◆ **Aim of the task**
Go through the lines below and copy any that hold the string "trunk".

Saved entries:
##############################
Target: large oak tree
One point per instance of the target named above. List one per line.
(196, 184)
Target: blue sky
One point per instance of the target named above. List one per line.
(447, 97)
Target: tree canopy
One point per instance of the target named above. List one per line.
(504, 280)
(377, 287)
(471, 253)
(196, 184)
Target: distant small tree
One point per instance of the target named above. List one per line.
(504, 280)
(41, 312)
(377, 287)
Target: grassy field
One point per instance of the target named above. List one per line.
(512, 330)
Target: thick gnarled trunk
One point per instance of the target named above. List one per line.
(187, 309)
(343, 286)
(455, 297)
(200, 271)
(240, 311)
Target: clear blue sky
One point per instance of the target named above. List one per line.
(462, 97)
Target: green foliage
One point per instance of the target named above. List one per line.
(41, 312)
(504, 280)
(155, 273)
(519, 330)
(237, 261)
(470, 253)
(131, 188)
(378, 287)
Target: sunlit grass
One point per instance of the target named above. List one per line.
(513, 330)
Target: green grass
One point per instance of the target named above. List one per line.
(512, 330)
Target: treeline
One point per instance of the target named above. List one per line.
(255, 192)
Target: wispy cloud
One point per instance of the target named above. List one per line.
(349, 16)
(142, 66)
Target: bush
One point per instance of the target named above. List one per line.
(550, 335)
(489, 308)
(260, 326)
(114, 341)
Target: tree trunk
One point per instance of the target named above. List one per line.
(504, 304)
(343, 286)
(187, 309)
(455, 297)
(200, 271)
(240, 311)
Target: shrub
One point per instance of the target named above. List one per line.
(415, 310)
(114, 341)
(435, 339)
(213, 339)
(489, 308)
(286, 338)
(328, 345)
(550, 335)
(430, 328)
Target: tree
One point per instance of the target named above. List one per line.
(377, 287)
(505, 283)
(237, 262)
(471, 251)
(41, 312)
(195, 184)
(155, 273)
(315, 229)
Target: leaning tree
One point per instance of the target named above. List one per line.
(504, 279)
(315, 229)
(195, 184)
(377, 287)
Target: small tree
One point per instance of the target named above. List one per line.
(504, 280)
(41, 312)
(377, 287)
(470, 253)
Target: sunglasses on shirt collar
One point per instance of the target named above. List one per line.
##############################
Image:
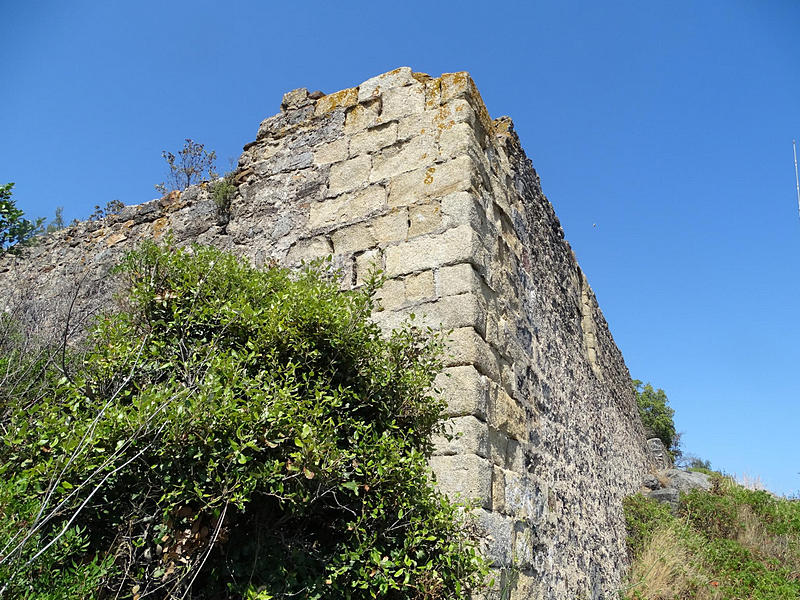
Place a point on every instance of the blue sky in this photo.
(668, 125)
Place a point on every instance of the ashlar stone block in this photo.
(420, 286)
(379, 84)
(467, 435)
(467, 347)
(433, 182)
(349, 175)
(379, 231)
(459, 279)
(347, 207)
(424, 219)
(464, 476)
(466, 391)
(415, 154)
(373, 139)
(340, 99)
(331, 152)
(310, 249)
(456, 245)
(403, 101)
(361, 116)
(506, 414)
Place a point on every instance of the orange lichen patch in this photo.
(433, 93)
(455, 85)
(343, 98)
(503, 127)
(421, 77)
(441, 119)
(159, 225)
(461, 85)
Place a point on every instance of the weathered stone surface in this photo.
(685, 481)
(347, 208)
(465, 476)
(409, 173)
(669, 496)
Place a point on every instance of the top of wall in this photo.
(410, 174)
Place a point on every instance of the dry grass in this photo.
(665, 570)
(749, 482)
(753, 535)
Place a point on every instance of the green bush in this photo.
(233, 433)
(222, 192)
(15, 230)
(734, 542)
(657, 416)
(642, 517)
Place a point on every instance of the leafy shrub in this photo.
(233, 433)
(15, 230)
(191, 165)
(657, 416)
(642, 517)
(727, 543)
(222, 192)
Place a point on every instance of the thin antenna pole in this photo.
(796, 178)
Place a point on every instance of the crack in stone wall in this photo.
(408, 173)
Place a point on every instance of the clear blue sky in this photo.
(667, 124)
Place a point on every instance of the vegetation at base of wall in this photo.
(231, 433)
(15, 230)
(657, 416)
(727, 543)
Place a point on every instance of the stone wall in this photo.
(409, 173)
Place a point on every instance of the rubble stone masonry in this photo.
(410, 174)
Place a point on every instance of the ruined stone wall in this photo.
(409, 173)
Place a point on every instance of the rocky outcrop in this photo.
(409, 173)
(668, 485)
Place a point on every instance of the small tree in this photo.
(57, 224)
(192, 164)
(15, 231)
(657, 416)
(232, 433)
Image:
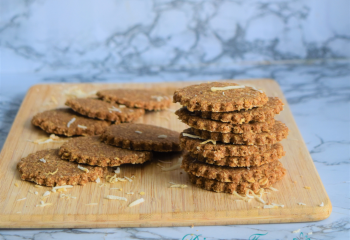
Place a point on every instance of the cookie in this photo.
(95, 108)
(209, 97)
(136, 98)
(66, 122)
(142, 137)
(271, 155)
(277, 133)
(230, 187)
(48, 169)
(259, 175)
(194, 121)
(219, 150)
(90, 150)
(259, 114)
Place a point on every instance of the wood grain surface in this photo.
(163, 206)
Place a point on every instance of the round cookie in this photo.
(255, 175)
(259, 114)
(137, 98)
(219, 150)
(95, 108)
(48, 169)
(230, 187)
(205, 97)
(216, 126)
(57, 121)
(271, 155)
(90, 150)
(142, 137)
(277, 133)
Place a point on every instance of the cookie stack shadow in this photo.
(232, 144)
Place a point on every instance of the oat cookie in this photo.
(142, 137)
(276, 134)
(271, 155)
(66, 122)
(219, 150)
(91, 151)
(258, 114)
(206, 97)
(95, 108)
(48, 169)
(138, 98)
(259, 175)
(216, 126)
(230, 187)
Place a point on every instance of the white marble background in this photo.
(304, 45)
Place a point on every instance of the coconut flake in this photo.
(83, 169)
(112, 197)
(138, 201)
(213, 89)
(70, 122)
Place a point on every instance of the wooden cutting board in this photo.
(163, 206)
##############################
◆ **Answer to this exercise**
Target: thick gnarled trunk
Target: tree trunk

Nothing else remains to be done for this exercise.